* Objectif
Recopiez mot pour mot le passage du texte cité qui commence par « Dans le classement » et va jusqu'à « tout le monde. ».

╭─ Texte cité

Dans le classement des quinze plus grandes fortunes mondiales, huit sont des acteurs du monde des GAFAM… dont quatre le sont pour la création d’outils « gratuits ». Il y a Mark Zuckerberg créateur de Facebook, mais aussi les moins connus Larry Page et Sergey Brin co-inventeurs de Google. Ces fortunes sont le fruit de la disparition de nos vies privées, de la revente de tout ce qui peut se monétiser dans nos usages quotidiens du net… de toutes ces petites parts de nos vies, de notre quotidien que nous partageons volontairement et bien souvent involontairement. Ces tout petits riens que nous offrons facilement dans un large « Je n’ai rien à cacher » ne sont apparemment pas perdus pour tout le monde.

Dans le rachat de Twitter, il y a, au-delà des questions financières, des questions plus éthiques qui se posent. Elon Musk se présente comme un défenseur tous azimuts de la liberté d’expression. Il s’est offusqué des pratiques de modération du réseau en particulier durant la dernière campagne présidentielle aux États-Unis. Que va-t-il donc faire de son nouveau jouet ? Y laisser se déverser tout et en particulier les propos haineux et les fake news ? La question se pose et si dans les premiers jours après ce rachat il affiche sa volonté de se calquer sur les directives européennes bien plus restrictives que celles de l’oncle Sam, qu’en fera-t-il au final ? Béatrice Delvaux dans le Soir terminait son article sur Elon Musk titré « Hyper-ego, business et liberté d’expression : dangereux cocktail » par ces mots : « On se doit d’autant plus de suivre de près ce qu’il fera de sa nouvelle acquisition qui, cette fois, n’est pas de nature à nous emmener sur Mars, mais à changer le cours de la démocratie ». C’est que ses « dérapages » sur Twitter sont légion et qu’il s’est déjà vu interdire les tweets rageurs sur ses contradicteurs à propos de Tesla par le conseil d’administration de la firme automobile. Béatrice Delvaux dans ce même article fait un parallèle particulièrement adéquat avec le rachat de divers médias par Vincent Bolloré… On ne s’improvise pas capitaine de presse, même si on a réussi dans d’autres domaines et définir un cadre de modération d’un réseau social, c’est bien définir un cadre à un outil de média.

╰─
╭─ Lignes fournies

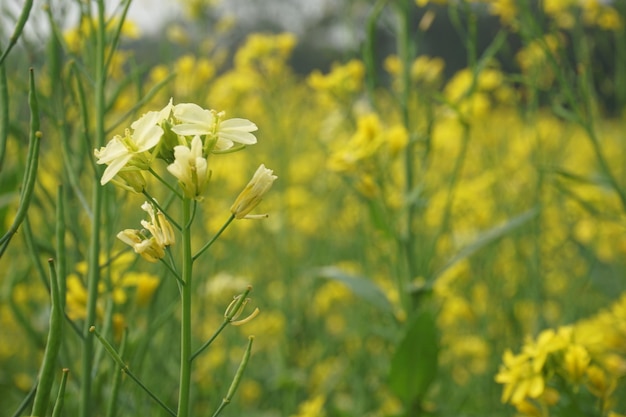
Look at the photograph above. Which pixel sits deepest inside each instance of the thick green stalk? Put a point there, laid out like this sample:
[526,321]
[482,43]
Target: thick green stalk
[19,27]
[405,52]
[32,163]
[237,379]
[58,404]
[4,113]
[93,276]
[55,333]
[185,330]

╰─

* Réponse attendue
Dans le classement des quinze plus grandes fortunes mondiales, huit sont des acteurs du monde des GAFAM… dont quatre le sont pour la création d’outils « gratuits ». Il y a Mark Zuckerberg créateur de Facebook, mais aussi les moins connus Larry Page et Sergey Brin co-inventeurs de Google. Ces fortunes sont le fruit de la disparition de nos vies privées, de la revente de tout ce qui peut se monétiser dans nos usages quotidiens du net… de toutes ces petites parts de nos vies, de notre quotidien que nous partageons volontairement et bien souvent involontairement. Ces tout petits riens que nous offrons facilement dans un large « Je n’ai rien à cacher » ne sont apparemment pas perdus pour tout le monde.